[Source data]
☆ ☆ ☆
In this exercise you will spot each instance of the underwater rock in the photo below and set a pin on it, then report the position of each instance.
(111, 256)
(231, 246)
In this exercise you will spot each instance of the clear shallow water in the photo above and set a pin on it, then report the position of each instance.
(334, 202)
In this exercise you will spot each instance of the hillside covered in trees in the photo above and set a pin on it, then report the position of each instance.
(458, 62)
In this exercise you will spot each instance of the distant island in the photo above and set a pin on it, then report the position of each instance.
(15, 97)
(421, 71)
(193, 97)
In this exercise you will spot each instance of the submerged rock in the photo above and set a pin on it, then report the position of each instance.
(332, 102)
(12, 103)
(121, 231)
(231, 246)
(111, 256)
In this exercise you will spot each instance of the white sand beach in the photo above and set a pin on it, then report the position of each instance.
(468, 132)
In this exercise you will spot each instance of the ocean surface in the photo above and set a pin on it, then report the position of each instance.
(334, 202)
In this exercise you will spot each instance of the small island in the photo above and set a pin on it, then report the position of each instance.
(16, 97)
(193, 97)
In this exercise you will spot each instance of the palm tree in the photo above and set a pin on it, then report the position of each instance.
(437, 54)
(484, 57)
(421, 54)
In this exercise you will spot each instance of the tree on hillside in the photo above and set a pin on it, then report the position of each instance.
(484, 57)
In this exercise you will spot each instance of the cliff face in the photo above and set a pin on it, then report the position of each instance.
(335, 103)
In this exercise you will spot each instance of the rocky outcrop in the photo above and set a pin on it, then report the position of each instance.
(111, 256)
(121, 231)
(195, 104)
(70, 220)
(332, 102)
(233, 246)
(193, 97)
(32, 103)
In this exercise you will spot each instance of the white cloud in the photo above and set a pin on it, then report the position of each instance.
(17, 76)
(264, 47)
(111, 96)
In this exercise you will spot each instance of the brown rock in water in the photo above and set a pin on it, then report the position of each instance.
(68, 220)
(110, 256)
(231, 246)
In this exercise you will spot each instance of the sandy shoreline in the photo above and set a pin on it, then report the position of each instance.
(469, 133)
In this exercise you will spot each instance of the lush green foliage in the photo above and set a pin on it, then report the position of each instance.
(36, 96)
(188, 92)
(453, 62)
☆ ☆ ☆
■ Aim
Retype the lines above word for word, starting with the line that contains "the white cloud" and going on through the last line.

■ Answer to the exercise
In this exercise you will spot each instance of the white cloud in the photo above and set a pin on it, then report the position of each instance.
(17, 76)
(264, 47)
(111, 96)
In this exercise you will spot each instance of the brown rock in water in the photo above and set a pin on it, then report the position of each instance.
(68, 220)
(110, 256)
(231, 246)
In this exercise you will spot each instance of the sandy shoreline in the photo above and set a pin on it, then report the position of each instance.
(469, 133)
In this exercise you will spot each instance of the lush green foliage in the photo above and set a pin on it, then report the position of each instance.
(36, 96)
(188, 92)
(453, 62)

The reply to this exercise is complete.